## Source extract
>>>

Maxtor's Stuck in the Mud
Disk drive vendor posts $91M loss, scrambles to replace CFO for second time in two months
October 22, 2004
Maxtor Corp. (NYSE: MXO) has firmly emerged as the poster boy for the troubled disk drive industry.
These are rough times for drive manufacturers, which have been hurt financially by declining prices and intense competition. But one day after Seagate Technology Inc. (NYSE: STX) hinted things might finally be looking up, Maxtor showed it is still deep in the doldrums (see Maxtor Loses $90.6M).
Besides posting a $90.6 million loss last quarter and giving disappointing guidance for the current quarter, Maxtor is still trying to explain what CEO Paul Tufano calls the white elephant in the living room." The pachyderm in question is the sudden resignation of CFO Michael Bless last Friday, less than two months after taking the job (see Maxtor CFO Quits). Bless replaced Robert Edwards, who resigned in March (see Maxtor Gets New CFO and Maxtor's Bad Hair Day).

<<<

## Records shown
>>>

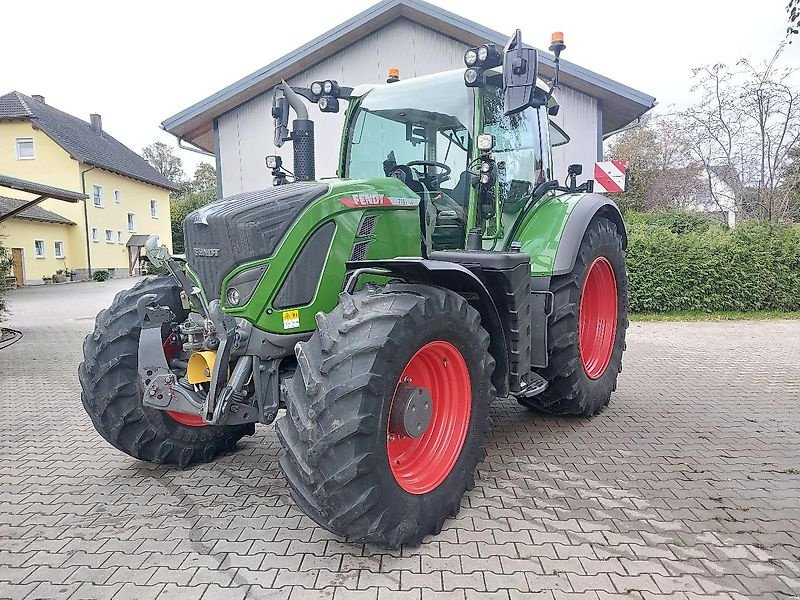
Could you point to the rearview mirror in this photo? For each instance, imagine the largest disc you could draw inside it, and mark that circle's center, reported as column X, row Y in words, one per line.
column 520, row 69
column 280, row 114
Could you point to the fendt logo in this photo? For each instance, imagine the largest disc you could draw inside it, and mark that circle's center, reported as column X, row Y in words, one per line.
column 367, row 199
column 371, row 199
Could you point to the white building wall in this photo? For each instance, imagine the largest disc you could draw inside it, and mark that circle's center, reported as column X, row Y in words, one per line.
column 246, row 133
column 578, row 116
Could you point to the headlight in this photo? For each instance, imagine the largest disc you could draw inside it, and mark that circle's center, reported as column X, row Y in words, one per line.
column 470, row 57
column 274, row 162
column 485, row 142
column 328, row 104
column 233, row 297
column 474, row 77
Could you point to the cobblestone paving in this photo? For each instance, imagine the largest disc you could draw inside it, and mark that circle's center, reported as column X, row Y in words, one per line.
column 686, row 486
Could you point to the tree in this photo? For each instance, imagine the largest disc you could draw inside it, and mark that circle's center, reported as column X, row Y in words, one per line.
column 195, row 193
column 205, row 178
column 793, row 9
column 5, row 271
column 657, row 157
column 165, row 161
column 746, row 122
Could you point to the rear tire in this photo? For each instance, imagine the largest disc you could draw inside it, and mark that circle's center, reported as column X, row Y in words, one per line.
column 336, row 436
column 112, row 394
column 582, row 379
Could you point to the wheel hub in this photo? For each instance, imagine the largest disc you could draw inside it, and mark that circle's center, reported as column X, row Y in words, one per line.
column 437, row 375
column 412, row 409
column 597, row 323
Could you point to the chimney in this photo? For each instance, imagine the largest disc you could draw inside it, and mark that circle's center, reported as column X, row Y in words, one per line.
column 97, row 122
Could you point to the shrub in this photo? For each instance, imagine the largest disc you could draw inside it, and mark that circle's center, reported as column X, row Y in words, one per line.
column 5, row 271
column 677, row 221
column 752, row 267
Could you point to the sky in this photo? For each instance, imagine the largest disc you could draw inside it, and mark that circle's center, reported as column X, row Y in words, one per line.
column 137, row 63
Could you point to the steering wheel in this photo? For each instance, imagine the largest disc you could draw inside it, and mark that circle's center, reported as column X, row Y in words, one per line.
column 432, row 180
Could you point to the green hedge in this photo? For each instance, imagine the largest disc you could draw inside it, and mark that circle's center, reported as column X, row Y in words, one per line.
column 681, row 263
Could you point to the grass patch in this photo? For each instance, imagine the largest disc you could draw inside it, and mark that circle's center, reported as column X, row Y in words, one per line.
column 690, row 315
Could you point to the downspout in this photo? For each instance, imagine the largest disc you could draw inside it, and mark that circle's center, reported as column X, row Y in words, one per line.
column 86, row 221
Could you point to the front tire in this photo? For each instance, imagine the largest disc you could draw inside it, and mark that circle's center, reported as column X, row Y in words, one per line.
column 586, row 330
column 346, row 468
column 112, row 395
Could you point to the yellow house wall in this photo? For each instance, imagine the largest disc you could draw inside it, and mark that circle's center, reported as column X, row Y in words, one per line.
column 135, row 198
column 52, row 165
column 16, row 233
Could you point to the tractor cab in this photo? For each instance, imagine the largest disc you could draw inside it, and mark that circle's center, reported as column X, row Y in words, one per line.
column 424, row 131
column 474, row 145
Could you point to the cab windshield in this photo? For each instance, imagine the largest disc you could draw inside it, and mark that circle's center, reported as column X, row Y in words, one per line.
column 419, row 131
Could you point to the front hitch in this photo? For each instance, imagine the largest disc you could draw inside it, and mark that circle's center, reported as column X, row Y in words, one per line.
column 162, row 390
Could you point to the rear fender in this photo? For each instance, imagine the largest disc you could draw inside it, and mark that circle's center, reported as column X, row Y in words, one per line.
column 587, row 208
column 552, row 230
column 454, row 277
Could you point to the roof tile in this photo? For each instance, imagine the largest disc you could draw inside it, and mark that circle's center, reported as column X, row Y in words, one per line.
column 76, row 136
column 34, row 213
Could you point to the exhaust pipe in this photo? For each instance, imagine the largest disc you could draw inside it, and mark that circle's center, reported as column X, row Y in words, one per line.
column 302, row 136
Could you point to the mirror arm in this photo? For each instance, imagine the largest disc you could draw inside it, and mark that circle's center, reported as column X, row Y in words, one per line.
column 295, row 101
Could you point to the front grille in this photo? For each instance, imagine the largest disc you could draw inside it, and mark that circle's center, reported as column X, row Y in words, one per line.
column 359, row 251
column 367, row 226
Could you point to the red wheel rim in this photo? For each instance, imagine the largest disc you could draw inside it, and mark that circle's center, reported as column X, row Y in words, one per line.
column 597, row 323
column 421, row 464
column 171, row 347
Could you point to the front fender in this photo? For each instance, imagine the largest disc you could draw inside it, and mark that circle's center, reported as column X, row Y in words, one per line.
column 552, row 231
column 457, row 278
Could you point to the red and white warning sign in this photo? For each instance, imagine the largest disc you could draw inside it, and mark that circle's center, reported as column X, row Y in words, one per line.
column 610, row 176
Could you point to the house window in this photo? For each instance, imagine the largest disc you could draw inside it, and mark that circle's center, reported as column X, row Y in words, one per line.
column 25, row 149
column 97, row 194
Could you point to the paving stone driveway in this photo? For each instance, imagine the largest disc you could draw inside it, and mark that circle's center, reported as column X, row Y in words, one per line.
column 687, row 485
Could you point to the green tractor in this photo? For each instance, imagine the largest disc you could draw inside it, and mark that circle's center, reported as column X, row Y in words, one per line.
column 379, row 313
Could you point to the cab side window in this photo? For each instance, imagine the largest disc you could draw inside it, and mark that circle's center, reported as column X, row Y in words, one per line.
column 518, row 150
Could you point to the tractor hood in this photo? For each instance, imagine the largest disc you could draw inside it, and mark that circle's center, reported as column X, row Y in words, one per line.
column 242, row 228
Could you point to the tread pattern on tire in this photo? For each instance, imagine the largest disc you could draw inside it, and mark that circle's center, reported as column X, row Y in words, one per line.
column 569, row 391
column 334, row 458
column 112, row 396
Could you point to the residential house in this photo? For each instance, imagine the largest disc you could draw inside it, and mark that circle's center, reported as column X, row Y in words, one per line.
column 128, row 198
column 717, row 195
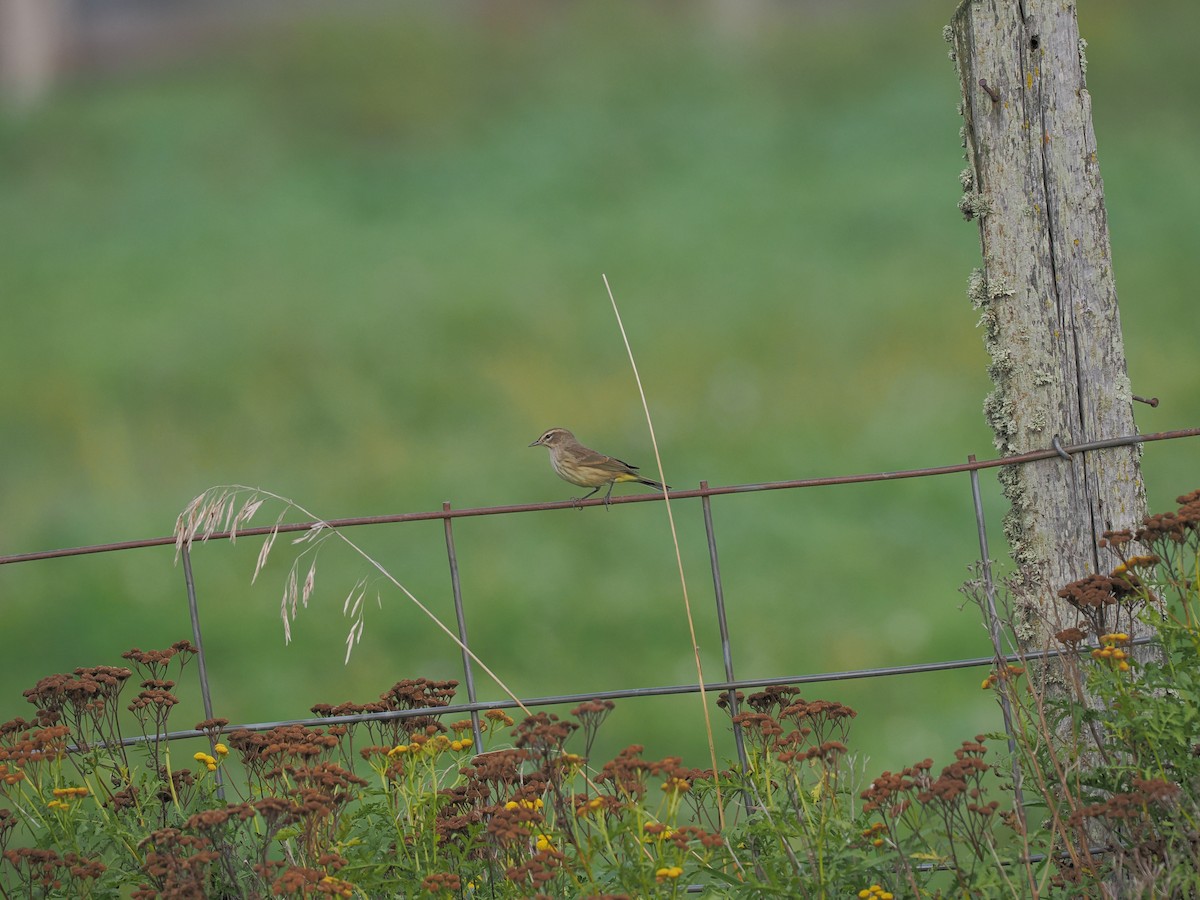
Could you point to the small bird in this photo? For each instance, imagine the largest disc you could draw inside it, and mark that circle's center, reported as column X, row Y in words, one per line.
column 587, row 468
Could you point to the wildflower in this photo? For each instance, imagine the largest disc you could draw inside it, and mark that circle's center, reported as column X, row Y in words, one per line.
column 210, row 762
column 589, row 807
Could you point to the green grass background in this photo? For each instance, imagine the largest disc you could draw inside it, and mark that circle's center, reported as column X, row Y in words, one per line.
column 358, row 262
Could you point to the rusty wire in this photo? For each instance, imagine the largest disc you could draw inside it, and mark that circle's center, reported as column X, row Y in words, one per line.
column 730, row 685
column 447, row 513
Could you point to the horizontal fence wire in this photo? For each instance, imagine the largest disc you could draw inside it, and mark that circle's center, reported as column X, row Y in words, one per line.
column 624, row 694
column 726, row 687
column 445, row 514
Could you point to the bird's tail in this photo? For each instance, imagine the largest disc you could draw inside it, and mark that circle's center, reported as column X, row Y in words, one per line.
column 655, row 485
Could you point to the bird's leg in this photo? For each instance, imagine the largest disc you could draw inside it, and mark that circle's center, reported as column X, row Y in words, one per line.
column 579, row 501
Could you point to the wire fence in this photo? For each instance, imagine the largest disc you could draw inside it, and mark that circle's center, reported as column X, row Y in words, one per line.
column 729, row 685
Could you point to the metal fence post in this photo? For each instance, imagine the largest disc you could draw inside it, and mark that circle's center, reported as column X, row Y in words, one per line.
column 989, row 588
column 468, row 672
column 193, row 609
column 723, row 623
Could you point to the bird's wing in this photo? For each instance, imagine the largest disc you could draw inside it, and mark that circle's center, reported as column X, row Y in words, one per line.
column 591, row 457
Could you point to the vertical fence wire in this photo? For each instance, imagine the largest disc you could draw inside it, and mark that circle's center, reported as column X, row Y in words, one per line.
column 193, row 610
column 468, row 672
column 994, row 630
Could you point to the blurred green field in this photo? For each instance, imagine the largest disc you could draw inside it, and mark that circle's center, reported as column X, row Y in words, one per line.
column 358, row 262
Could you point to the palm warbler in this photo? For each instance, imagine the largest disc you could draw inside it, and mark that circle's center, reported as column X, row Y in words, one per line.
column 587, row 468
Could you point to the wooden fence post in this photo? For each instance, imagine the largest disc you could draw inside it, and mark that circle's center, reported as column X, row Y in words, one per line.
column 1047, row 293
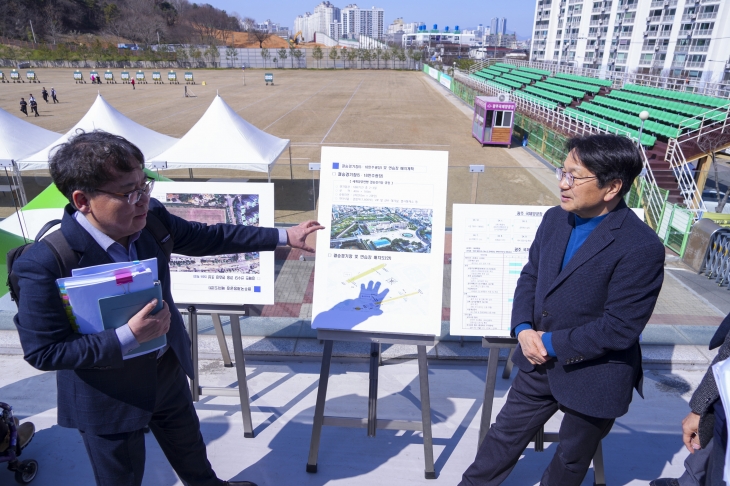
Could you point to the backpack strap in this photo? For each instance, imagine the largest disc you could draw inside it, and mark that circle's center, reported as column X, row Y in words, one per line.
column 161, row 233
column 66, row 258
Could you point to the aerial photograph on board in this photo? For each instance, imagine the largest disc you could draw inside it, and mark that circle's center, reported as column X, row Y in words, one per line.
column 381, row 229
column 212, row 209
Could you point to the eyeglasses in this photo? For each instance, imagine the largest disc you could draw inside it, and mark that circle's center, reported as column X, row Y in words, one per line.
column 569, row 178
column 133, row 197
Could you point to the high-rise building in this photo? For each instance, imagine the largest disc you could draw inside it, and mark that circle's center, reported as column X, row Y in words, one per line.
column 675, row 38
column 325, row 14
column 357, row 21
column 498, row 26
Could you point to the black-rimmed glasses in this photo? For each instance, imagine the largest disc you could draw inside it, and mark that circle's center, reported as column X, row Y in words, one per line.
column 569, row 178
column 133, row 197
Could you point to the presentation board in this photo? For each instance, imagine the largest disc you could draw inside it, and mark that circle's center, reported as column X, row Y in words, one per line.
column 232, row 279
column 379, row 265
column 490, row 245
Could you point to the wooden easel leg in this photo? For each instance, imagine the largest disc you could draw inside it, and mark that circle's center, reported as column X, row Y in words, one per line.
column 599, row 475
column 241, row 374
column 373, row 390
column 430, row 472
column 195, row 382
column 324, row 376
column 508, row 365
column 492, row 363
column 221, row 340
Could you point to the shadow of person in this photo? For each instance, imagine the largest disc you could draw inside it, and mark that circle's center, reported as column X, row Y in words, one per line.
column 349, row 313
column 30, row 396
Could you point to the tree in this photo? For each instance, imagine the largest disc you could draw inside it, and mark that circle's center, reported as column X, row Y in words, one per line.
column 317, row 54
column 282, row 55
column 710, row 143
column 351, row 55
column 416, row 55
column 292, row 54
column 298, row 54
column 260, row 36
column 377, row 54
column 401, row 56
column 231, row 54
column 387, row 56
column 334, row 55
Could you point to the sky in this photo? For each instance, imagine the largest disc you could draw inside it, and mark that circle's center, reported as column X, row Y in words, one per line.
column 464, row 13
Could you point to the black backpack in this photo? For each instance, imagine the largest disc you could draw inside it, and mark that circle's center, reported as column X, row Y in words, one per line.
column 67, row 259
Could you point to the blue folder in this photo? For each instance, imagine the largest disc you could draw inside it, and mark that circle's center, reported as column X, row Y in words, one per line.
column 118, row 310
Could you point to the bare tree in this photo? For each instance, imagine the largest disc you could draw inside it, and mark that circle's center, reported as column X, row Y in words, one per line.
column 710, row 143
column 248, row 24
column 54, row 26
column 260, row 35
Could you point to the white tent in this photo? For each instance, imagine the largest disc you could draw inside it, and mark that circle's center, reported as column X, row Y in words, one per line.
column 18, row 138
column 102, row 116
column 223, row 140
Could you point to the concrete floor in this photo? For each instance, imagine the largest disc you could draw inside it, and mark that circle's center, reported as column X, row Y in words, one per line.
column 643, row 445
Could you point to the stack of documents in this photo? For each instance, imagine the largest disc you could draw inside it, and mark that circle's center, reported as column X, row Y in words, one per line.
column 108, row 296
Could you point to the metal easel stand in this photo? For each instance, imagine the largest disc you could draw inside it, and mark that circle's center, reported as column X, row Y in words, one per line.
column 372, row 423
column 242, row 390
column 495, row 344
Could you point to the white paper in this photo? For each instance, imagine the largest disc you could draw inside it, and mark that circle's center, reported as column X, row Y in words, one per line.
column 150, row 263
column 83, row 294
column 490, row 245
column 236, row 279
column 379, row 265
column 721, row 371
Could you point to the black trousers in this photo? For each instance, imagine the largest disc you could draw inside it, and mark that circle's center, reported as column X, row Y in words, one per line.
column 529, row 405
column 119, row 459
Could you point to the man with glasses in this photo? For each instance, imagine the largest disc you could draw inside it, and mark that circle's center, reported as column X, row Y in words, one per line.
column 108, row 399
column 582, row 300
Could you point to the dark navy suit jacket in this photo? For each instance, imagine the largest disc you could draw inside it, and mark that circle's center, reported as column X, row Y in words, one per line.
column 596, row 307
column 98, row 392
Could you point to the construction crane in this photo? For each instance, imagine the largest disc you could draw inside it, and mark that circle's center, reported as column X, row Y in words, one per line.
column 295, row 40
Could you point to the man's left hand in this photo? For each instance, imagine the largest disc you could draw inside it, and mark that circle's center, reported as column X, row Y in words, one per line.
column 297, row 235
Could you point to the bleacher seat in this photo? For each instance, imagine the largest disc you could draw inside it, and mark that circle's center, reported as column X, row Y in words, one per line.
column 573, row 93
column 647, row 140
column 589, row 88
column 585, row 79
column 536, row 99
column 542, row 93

<<<

## Written request 1
Answer these from the Maxtor article:
(a) How large a loss did Maxtor post last quarter?
(b) Which company hinted one day earlier that things might be looking up?
(c) Who did Michael Bless replace as CFO?
## Written request 2
Retype the Maxtor article from "Maxtor's Stuck in" to "Maxtor Loses $90.6M).".

## Full solution 1
(a) $90.6 million
(b) Seagate Technology Inc.
(c) Robert Edwards

## Full solution 2
Maxtor's Stuck in the Mud
Disk drive vendor posts $91M loss, scrambles to replace CFO for second time in two months
October 22, 2004
Maxtor Corp. (NYSE: MXO) has firmly emerged as the poster boy for the troubled disk drive industry.
These are rough times for drive manufacturers, which have been hurt financially by declining prices and intense competition. But one day after Seagate Technology Inc. (NYSE: STX) hinted things might finally be looking up, Maxtor showed it is still deep in the doldrums (see Maxtor Loses $90.6M).